**Information given**
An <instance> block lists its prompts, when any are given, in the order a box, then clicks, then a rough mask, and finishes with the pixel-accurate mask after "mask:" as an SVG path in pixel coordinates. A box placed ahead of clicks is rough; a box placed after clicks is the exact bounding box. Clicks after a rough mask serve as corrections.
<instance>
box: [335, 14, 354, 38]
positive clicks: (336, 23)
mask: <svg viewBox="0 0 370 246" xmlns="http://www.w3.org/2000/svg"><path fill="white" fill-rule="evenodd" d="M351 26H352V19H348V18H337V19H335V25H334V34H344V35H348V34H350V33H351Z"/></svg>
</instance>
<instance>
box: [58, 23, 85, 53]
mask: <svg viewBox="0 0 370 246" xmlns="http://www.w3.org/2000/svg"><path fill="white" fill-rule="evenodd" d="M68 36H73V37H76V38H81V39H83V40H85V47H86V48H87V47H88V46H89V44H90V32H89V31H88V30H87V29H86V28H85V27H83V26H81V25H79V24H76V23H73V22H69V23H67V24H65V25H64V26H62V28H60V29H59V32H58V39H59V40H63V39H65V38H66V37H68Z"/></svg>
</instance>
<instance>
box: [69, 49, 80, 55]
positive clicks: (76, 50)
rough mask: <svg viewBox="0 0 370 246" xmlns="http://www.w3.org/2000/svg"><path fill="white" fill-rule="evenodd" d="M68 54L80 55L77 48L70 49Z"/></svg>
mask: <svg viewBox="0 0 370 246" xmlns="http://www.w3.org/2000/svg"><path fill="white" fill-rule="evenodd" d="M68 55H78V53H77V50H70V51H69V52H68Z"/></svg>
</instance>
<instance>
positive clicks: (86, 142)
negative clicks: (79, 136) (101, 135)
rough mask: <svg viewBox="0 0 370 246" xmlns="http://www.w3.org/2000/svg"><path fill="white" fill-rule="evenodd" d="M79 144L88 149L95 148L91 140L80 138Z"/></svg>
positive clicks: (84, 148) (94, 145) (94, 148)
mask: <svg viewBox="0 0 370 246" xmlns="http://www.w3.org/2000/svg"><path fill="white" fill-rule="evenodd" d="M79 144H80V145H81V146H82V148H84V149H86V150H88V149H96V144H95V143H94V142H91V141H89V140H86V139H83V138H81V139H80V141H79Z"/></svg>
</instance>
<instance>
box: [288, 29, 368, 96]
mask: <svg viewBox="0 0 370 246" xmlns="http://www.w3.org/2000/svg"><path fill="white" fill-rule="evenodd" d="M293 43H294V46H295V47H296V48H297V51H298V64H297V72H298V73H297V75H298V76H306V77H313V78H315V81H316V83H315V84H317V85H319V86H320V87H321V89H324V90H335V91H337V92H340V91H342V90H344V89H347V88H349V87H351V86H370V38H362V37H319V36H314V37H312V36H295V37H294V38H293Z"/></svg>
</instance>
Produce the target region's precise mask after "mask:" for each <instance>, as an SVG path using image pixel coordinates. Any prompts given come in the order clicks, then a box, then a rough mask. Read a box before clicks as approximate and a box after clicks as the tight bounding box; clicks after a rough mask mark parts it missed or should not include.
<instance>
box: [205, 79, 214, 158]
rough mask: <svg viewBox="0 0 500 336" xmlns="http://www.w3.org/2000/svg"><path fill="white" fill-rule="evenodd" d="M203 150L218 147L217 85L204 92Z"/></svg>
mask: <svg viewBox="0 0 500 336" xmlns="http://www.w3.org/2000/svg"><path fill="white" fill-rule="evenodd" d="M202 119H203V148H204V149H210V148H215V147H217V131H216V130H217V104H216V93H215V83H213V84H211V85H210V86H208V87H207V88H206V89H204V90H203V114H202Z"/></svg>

**Task to complete**
Please tally the lines in the rows above that contain the string "positive", with case counting, and reply with the number alone.

**Expected answer**
4